Data extracted from a collection:
————
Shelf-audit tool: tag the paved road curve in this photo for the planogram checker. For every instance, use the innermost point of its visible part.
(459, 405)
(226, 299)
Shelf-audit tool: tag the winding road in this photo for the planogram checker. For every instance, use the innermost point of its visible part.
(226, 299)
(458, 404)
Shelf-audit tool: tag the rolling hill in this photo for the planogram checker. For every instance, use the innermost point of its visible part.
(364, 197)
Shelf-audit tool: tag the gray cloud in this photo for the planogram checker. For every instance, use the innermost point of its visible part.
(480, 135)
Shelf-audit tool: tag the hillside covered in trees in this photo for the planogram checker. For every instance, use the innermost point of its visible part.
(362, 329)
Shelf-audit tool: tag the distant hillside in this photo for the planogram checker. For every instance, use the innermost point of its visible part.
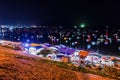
(16, 66)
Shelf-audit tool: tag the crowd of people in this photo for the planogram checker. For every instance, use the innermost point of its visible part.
(99, 39)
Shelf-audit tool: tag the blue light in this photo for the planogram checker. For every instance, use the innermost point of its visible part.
(26, 45)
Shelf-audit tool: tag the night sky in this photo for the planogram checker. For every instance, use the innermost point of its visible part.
(58, 12)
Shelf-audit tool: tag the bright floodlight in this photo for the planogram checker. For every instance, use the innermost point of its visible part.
(82, 25)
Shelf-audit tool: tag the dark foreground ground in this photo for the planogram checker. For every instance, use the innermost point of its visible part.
(15, 65)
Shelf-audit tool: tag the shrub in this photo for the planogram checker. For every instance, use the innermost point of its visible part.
(111, 72)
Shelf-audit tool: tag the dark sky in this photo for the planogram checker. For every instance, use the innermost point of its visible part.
(58, 12)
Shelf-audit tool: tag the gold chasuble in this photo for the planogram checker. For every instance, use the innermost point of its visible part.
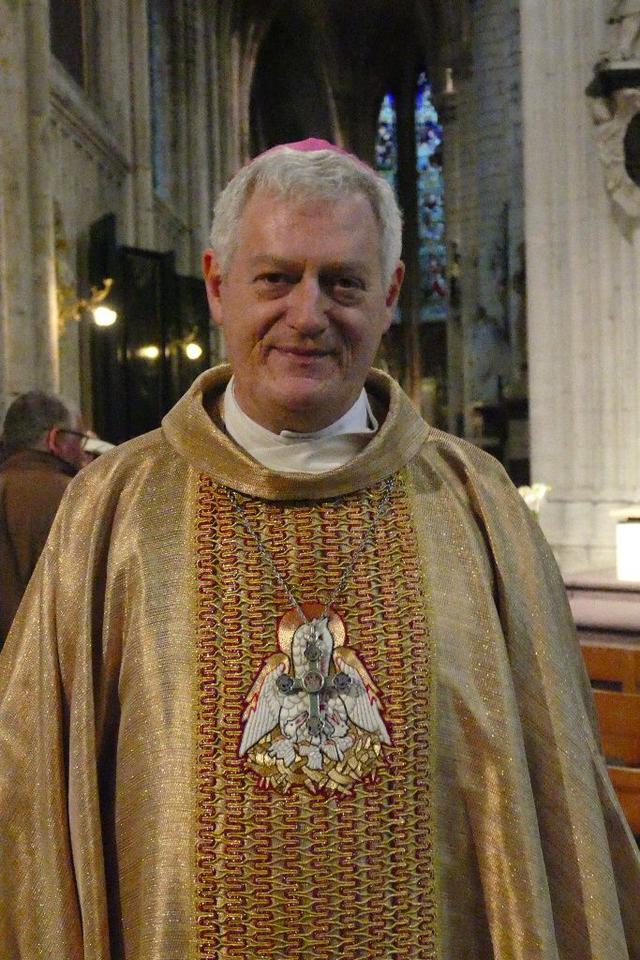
(248, 715)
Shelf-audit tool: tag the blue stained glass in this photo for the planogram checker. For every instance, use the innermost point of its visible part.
(432, 252)
(387, 141)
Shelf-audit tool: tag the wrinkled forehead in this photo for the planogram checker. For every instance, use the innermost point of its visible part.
(310, 204)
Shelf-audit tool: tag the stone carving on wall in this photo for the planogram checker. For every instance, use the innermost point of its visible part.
(624, 32)
(617, 120)
(614, 93)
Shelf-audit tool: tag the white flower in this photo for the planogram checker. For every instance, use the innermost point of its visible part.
(534, 495)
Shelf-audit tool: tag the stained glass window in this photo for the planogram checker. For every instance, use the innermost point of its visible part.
(387, 141)
(432, 253)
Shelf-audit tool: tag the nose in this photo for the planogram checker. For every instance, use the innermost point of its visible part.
(307, 307)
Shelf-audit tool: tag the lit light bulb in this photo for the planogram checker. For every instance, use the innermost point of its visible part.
(150, 352)
(104, 316)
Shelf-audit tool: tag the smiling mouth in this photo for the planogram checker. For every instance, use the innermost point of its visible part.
(301, 353)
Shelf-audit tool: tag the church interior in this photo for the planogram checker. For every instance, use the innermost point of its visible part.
(510, 130)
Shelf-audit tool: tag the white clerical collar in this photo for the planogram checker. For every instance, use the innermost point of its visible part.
(289, 452)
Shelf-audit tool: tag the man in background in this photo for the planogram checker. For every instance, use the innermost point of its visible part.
(42, 450)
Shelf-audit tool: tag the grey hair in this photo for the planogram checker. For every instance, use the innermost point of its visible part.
(307, 175)
(31, 416)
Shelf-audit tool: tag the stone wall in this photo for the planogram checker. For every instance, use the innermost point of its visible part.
(71, 155)
(484, 210)
(583, 305)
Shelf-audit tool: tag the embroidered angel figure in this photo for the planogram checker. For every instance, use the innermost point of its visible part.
(311, 700)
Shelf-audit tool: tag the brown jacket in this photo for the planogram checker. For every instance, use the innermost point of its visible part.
(31, 486)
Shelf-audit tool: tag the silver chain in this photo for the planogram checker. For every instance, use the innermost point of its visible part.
(383, 506)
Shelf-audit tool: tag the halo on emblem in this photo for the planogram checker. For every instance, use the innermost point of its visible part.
(291, 620)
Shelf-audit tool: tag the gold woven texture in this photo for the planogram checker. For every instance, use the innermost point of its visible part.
(312, 872)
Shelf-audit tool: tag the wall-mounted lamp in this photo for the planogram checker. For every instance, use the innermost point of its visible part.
(104, 316)
(72, 308)
(193, 350)
(149, 352)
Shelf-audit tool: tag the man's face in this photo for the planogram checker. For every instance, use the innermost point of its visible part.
(303, 306)
(66, 443)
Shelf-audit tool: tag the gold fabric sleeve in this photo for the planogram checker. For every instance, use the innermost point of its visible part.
(103, 728)
(535, 858)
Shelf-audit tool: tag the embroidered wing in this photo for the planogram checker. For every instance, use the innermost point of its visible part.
(361, 699)
(263, 703)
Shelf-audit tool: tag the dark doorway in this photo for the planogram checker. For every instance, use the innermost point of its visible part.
(140, 366)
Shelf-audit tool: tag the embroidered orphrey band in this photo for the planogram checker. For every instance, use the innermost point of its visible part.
(327, 874)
————
Exercise requirements: A verbatim copy of the data, free of pictures, is the expected answer.

Solution for this exercise:
Shelf-audit tool: tag the paved road curve in this photo for the planogram checker. For every instance, use the innermost point of its visible part.
(459, 405)
(226, 299)
Shelf-audit tool: tag the winding road in this photo for the planogram checker. For every instance, use the innermost point of its visible part.
(226, 299)
(458, 404)
Shelf-audit tool: tag the rolling hill in this photo for the planogram checker. For every instance, use the innermost point of its visible part.
(364, 197)
Shelf-audit tool: tag the gray cloud in this photo for the planogram checker. For every instance, use the innermost point of its visible part.
(480, 135)
Shelf-audit tool: tag the hillside covered in trees in this photo for the planogram checker. For every instance, use the innermost point of its visible part.
(362, 329)
Shelf-audit tool: tag the distant hillside in this photo for the planogram checker. For every instance, use the innermost point of its visible part.
(16, 66)
Shelf-audit tool: tag the crowd of people in this photo for the planogram checker. For every instance, use the innermost point of its visible part.
(99, 39)
Shelf-audit tool: tag the blue light in this photo for the planogram checker. For every instance, use the innermost point of its visible part.
(26, 45)
Shelf-audit tool: tag the night sky in this photo for the planogram checker. For every instance, use the innermost point of its visible part.
(58, 12)
Shelf-audit tool: tag the bright floodlight in this photo for the planogram checker. For every instance, use the innermost point of its visible part.
(82, 25)
Shelf-audit tool: tag the dark foreground ground in this photo for the planogram checker. For every instance, use the innermost point of its visible part.
(15, 65)
Shelf-audit tool: tag the shrub in this photo for the planogram checker. For every instance, use the innermost point of its visible part.
(111, 72)
Shelf-audit tool: tag the dark sky in this photo for the planogram checker. For every instance, use the innermost point of its visible part.
(58, 12)
Shelf-audit tool: tag the gold chasuble in this photo for the planogram checker. For every instance, use the innermost point of its visible part.
(248, 715)
Shelf-audit tool: tag the blue stained glass in this photo for the planogram checker. For every instance, use the innermost point of its visible part.
(432, 252)
(387, 141)
Shelf-audit tool: tag the wrinkled forehead in this photo for the planogram checker. For every instance, use the innermost point of its visible part.
(310, 204)
Shelf-audit tool: tag the stone carving on wall in this photo for the planogram checker. For every instance, use the innermost point of its visible part.
(624, 32)
(617, 120)
(614, 93)
Shelf-audit tool: tag the white flower in this photo for the planogram checker. For every instance, use the innermost point of its visible part.
(534, 495)
Shelf-audit tool: tag the stained glass window in this photo for the planogram checker. For every instance, use the innermost point of its visible part.
(387, 141)
(432, 253)
Shelf-audit tool: tag the nose in this photo for the planogram checker. For every instance, use the innermost point of its visible part.
(307, 307)
Shelf-audit tool: tag the lit light bulb in this photo for the planogram checker. For every instance, use the innermost point of its visible part.
(150, 352)
(104, 316)
Shelf-audit tool: tag the smiling mouth in this photo for the planogram checker. For every instance, use the innermost point of its visible part.
(301, 353)
Shelf-audit tool: tag the church interior in this photo for the planogram checker. For every instance, use the innermost point of its visible part.
(510, 130)
Shelf-audit tool: tag the white clerical collar in this photo for the planogram checker. For every instance, use the innermost point of its visible part.
(289, 452)
Shelf-audit tool: tag the man in background in this photo for the planogram checker. For every instance, use the innermost point of its visible part.
(42, 450)
Shelf-audit tool: tag the grey hair in this photo for the planogram checker. For every instance, use the innermost point of its visible part.
(307, 175)
(31, 416)
Shelf-audit tool: tag the stone wall in this photo for the planogram checker. For every instance, use the innermost point of its visible part.
(71, 155)
(484, 210)
(583, 305)
Shelf-audit tool: tag the embroidered angel figure in this photo for the planogram checker. For every instance, use the innermost point of its visible part.
(311, 700)
Shelf-audit tool: tag the brown jacket in this photo for the planogram checker. For every instance, use the innermost point of its visible part.
(31, 486)
Shelf-audit tool: tag the silver chain in this photo for the planogram checker. For every instance, use the innermost point of its visible part.
(383, 506)
Shelf-audit tool: tag the halo on emblem in this photo for the planogram checker. For every instance, use the innermost point of its visible part.
(291, 620)
Shelf-audit tool: tag the gold woven texture in this photo for the planogram checker. For every instance, use the innermost point of its visible part.
(312, 872)
Shelf-audit tool: tag the wall-mounted lamp in this photo for the planogram checker. For every instance, use the innermost point of its visible part.
(104, 316)
(72, 308)
(193, 350)
(149, 352)
Shelf-audit tool: tag the man's face in this photo for the planogram checker. For every instance, use the innermost point of its visible part.
(303, 306)
(66, 443)
Shelf-audit tool: tag the gold fabric sleeve in this photo for the planogram checker. For every instance, use the innermost point of its visible part.
(103, 728)
(535, 858)
Shelf-audit tool: tag the embroidered wing in this photo for the planogram checker. For every instance, use the innermost point of its visible part.
(361, 699)
(263, 703)
Shelf-audit tool: tag the dark doorway in this photo for the planogram checker. For every instance, use the innermost point of its visible part.
(140, 366)
Shelf-audit tool: tag the embroidered orphrey band in this photo for the planogram checker. For every instance, use the innermost point of its visible part.
(327, 874)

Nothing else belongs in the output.